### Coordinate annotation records
::::::::
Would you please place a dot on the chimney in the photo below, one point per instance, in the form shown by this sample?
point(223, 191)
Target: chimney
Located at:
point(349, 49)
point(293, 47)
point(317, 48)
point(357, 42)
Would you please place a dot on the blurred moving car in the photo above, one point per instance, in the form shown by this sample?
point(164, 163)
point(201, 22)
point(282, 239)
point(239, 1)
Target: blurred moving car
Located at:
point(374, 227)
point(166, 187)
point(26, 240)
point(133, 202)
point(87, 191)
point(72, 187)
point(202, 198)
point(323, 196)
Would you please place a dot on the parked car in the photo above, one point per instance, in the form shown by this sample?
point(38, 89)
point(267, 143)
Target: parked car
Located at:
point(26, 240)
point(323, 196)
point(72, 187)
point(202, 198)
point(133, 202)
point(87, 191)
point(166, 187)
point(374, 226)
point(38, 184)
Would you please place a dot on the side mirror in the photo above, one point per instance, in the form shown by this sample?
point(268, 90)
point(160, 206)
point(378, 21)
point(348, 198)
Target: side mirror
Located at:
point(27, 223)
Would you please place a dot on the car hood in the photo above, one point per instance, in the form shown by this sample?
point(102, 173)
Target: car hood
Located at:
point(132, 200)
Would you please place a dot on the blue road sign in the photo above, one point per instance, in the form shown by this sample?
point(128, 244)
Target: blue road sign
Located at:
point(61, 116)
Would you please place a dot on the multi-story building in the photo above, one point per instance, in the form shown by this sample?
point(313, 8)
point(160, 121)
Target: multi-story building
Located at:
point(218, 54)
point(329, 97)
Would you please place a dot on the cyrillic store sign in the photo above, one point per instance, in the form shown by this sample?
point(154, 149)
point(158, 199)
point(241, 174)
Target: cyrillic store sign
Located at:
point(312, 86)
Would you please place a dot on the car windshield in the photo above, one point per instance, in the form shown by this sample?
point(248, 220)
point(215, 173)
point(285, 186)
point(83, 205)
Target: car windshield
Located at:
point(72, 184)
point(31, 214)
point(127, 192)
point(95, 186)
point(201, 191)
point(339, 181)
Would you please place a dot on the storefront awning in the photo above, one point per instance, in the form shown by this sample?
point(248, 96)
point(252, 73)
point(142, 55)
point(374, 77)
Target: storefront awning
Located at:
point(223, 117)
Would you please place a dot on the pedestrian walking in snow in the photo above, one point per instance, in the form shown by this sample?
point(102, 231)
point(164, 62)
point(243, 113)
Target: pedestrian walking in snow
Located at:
::::::::
### Requirements
Reproduce all of the records above line for line, without changing a single character.

### Response below
Would you please place a dot on the chimney in the photo below, one point per instance, in the form shown by this sample?
point(223, 191)
Target: chimney
Located at:
point(349, 49)
point(293, 47)
point(317, 48)
point(357, 42)
Would you please place a dot on the blurred moving car in the photo above, one point per instance, in the form shown by this sample?
point(164, 163)
point(201, 22)
point(282, 239)
point(239, 1)
Target: blurred moving car
Located at:
point(374, 227)
point(166, 187)
point(26, 240)
point(133, 202)
point(87, 191)
point(72, 187)
point(202, 198)
point(323, 196)
Would you please place a dot on the parked car in the photo above, one point per instance, in the form shown by this sample?
point(38, 89)
point(267, 143)
Target: parked car
Located at:
point(26, 240)
point(323, 196)
point(72, 187)
point(202, 198)
point(133, 202)
point(87, 191)
point(166, 187)
point(374, 226)
point(38, 184)
Would you please place a dot on the side mirror in the photo above, one point per instance, in the form shown by this sample?
point(268, 90)
point(160, 206)
point(378, 21)
point(348, 198)
Target: side mirror
Located at:
point(27, 223)
Would you please place a dot on the car hood in the photo above, one point per instance, in the form shown by this sample?
point(102, 173)
Target: car hood
Located at:
point(132, 200)
Would you please place a dot on the blue road sign in the photo above, one point per instance, in the form shown by this sample?
point(128, 244)
Target: blue road sign
Located at:
point(61, 116)
Would you please place a dot on the multi-story building in the photo above, one point per instance, in the form shown by this sample?
point(313, 8)
point(160, 121)
Target: multi-story building
Located at:
point(218, 54)
point(329, 97)
Would you please place a dot on the cyrillic store sign in the photo above, one point per instance, in the form shown by this sample?
point(154, 149)
point(158, 199)
point(241, 174)
Target: cyrillic store sign
Located at:
point(312, 86)
Would you please place a dot on the car windshield in the photo above, one point per instance, in the form shown by this sample?
point(248, 220)
point(215, 173)
point(285, 186)
point(83, 205)
Target: car windshield
Located at:
point(72, 184)
point(31, 214)
point(127, 192)
point(95, 186)
point(201, 191)
point(339, 181)
Would you please place a dot on the storefront awning in the photo above, one point per instance, in the form shown by this sample?
point(248, 96)
point(252, 73)
point(142, 55)
point(374, 77)
Target: storefront awning
Located at:
point(223, 117)
Would you please place a dot on the pedestrian walking in snow in the photo above, one point per instance, in the form shown by this sample?
point(102, 231)
point(164, 62)
point(243, 113)
Target: pedestrian walking in snow
Located at:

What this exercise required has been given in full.